+++ Document segment +++

I hate wordpress

But I’m writing in it anyway.

And if that’s not the ultimate metaphor for existing under capitalism, I quite frankly don’t know what is.

Okay let’s move on, it’s January fourth (for a few more minutes) in year of our lord (and savior RBW) 2023. This is, as some of you may have noticed, a relatively new year, which to those of you who noticed it, might have some significance.

I’ve never been one to subscribe to arbitrary milestones (such as new years), believing firmly enough that life has plenty of real, tangible, change-catalyzing milestones to give your free twitch prime subscription to. This year is only kind of different, because I have had, or am having, two large milestones, each 3-4 weeks on either side of January first.

As I once wrote on this very wobsite (this very blag?): “I don’t even really dislike change.” This is an awkward sentence that I probably overwrought with the aim of it being six words, but regardless, the sentiment was true then and is still true now. But, as was also true then and is also still true now, sometimes enough is truly enough and everything just needs to slow down a little bit because I’m not as young as I once was and things are now heavier, weightier, heftier.

+++ Record set +++

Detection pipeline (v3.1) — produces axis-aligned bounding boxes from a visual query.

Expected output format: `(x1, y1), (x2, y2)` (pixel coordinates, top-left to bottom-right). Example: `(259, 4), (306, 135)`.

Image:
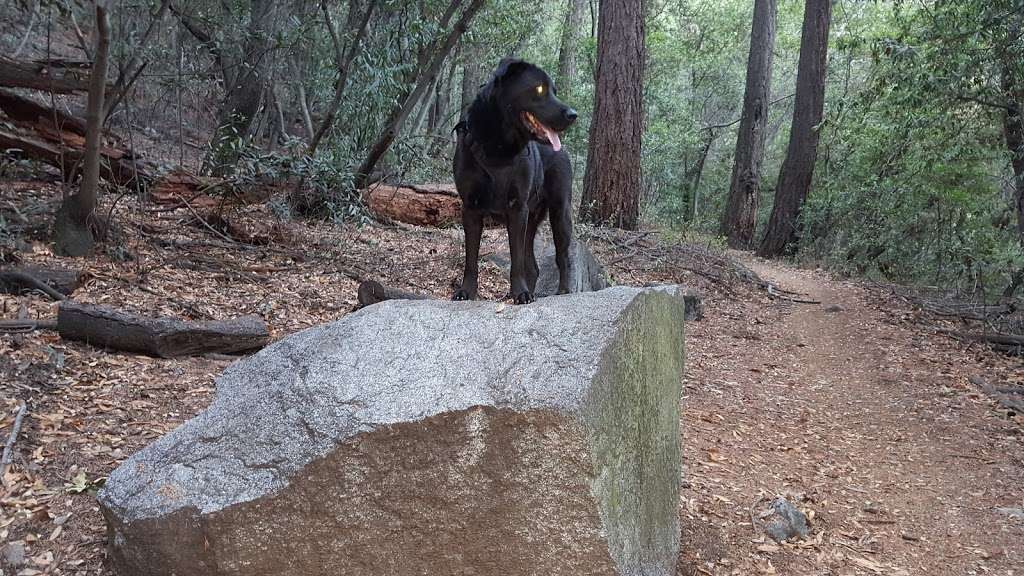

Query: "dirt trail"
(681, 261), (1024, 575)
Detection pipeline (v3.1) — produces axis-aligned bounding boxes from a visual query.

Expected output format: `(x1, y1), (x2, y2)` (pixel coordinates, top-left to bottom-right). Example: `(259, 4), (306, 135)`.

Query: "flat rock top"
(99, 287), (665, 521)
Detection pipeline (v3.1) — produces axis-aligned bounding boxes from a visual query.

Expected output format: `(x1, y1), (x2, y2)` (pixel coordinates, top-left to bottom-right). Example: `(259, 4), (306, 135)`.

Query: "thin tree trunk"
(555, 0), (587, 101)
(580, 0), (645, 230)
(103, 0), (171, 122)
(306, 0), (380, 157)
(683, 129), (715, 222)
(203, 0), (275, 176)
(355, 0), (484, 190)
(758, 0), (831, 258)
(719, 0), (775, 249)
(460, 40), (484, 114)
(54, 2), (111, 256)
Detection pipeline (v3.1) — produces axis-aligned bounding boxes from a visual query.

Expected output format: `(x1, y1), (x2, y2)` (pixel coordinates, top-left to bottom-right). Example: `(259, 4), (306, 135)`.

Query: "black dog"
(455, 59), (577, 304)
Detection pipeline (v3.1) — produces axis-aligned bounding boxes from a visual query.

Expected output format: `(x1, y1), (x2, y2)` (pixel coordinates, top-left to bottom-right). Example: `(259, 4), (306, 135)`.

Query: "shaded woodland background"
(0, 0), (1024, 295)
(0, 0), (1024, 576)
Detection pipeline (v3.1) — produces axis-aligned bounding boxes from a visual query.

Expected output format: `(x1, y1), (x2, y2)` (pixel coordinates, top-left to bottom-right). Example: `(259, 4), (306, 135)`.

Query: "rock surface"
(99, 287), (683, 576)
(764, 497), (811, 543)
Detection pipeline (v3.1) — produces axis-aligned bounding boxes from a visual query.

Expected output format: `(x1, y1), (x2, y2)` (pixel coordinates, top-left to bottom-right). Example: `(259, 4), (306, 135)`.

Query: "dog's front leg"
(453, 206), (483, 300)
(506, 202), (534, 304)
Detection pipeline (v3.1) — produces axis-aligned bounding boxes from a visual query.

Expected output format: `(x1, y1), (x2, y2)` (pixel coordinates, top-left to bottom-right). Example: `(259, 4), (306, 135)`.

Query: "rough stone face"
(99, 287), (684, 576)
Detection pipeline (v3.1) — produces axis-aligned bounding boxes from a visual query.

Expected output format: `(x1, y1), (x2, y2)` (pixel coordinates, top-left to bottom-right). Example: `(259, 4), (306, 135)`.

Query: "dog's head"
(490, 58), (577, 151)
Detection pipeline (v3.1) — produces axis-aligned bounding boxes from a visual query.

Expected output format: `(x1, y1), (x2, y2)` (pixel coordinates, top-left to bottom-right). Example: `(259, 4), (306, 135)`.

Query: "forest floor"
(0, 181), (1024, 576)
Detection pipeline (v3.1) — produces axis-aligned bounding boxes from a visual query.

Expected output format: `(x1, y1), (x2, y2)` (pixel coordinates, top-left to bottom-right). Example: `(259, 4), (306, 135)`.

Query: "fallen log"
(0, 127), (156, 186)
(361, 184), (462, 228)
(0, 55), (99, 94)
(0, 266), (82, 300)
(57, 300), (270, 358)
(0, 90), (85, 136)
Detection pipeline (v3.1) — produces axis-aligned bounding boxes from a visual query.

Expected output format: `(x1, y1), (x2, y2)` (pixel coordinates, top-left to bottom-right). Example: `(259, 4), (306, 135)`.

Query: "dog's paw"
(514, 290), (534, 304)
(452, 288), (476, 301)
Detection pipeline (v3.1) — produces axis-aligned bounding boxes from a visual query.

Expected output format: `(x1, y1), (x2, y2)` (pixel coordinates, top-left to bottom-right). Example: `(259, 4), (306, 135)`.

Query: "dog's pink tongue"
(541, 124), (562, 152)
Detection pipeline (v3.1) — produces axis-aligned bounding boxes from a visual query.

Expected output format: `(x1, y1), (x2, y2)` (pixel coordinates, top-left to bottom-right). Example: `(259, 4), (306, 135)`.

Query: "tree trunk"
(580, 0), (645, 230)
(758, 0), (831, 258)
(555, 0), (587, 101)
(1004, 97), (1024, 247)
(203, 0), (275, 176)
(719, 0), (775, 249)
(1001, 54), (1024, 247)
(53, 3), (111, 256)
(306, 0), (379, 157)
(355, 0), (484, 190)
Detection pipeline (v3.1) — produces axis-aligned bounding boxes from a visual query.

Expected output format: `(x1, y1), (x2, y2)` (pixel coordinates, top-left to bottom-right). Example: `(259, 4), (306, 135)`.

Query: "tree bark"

+++

## [Work instructions]
Reproduce the passage of the blog post that starts at "Okay let’s move" and ends at "of January first.".

## [Task response]
Okay let’s move on, it’s January fourth (for a few more minutes) in year of our lord (and savior RBW) 2023. This is, as some of you may have noticed, a relatively new year, which to those of you who noticed it, might have some significance.

I’ve never been one to subscribe to arbitrary milestones (such as new years), believing firmly enough that life has plenty of real, tangible, change-catalyzing milestones to give your free twitch prime subscription to. This year is only kind of different, because I have had, or am having, two large milestones, each 3-4 weeks on either side of January first.